*Objective*: Please reproduce the listing below word for word, from its first line through the line containing "M 138 36 L 132", leaving out any pictures.

*Provided data*:
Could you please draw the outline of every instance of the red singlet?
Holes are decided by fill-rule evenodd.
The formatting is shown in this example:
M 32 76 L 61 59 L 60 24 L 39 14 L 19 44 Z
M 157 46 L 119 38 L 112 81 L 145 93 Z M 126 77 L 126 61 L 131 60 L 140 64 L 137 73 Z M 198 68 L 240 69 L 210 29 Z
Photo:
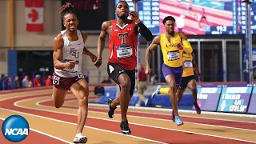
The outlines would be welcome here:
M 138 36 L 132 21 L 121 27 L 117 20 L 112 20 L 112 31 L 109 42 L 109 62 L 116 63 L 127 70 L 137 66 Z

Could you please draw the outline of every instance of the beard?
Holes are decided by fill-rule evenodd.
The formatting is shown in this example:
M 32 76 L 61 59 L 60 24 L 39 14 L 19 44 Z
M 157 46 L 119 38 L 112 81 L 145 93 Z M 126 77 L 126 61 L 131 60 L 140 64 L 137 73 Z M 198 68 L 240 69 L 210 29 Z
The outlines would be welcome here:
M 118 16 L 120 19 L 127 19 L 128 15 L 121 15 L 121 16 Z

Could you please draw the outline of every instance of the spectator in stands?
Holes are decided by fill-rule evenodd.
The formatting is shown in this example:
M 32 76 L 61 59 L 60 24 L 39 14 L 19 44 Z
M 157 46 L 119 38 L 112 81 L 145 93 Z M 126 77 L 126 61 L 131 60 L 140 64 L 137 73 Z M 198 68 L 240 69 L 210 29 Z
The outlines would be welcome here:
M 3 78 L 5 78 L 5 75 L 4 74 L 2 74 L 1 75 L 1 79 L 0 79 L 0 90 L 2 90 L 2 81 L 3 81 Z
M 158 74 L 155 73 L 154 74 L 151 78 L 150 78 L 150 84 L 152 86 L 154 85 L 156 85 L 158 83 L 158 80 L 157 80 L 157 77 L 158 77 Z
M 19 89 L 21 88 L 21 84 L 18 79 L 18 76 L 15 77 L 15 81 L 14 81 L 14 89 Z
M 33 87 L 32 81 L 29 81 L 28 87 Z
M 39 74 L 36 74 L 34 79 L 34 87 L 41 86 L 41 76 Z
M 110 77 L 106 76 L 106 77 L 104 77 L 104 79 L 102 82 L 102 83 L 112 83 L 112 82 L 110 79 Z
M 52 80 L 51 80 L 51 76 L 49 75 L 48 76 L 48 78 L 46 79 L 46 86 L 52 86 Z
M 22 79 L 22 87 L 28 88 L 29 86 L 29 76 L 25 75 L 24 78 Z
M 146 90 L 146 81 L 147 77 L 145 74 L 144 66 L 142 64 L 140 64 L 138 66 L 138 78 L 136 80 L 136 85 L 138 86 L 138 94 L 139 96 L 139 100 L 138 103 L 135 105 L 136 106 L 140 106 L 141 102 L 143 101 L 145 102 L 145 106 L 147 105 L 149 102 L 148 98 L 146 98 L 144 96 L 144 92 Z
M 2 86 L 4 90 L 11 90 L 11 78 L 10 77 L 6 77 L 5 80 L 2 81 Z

*Written response*:
Could you please draw the outline of every instance of the red singlet?
Holes are decided by fill-rule evenodd.
The formatting is shown in this example:
M 32 76 L 61 59 L 60 24 L 39 14 L 19 44 Z
M 157 46 L 119 38 L 112 81 L 145 93 Z M 126 77 L 126 61 L 131 60 L 140 64 L 137 73 Z M 198 68 L 240 69 L 210 29 Z
Photo:
The outlines would be welcome here:
M 138 36 L 132 21 L 121 27 L 117 20 L 112 20 L 112 31 L 109 42 L 109 62 L 116 63 L 127 70 L 137 66 Z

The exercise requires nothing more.